Dataset entries:
* Begin *

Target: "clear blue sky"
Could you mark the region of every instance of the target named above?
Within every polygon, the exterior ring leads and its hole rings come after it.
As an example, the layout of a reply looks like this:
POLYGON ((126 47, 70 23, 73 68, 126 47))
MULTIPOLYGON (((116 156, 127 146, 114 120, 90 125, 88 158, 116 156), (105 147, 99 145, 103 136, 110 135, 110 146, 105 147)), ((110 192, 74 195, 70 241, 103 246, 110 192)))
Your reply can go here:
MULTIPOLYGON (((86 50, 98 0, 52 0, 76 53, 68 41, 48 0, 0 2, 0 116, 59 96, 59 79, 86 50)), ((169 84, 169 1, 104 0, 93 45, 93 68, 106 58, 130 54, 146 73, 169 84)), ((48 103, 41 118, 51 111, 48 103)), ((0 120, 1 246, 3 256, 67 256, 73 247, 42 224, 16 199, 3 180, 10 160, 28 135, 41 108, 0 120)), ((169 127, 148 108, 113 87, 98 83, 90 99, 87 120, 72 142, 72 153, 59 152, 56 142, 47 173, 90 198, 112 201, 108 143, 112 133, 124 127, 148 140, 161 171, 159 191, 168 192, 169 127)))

* End *

• Your instructions:
Rewrite the records above, switching "clear blue sky" to "open blue sky" and leaving everything else as it is.

• Exercise output:
Target: "open blue sky"
Could you mark the region of every instance of the target named above?
Within every polygon, the exterior ring leads and its hole rings come after it.
As an example, the layout of a reply looks like this:
POLYGON ((126 47, 70 23, 73 68, 126 47))
MULTIPOLYGON (((116 156, 127 146, 114 120, 90 125, 88 158, 116 156), (105 147, 99 145, 103 136, 110 135, 110 146, 105 147)), ((110 192, 74 195, 70 241, 103 246, 110 192)))
Your reply can go here:
MULTIPOLYGON (((86 50, 98 0, 52 0, 76 53, 68 41, 48 0, 0 2, 0 116, 59 96, 59 79, 86 50)), ((169 84, 169 1, 104 0, 93 45, 93 68, 106 58, 130 54, 146 73, 169 84)), ((48 103, 41 118, 51 111, 48 103)), ((0 120, 1 246, 3 256, 67 256, 73 247, 42 224, 16 199, 3 180, 10 160, 28 135, 41 108, 0 120)), ((169 127, 148 108, 113 87, 98 83, 90 99, 87 120, 72 142, 72 153, 59 152, 56 142, 47 173, 90 198, 112 201, 108 143, 112 133, 124 127, 148 140, 161 171, 159 191, 168 192, 169 127)))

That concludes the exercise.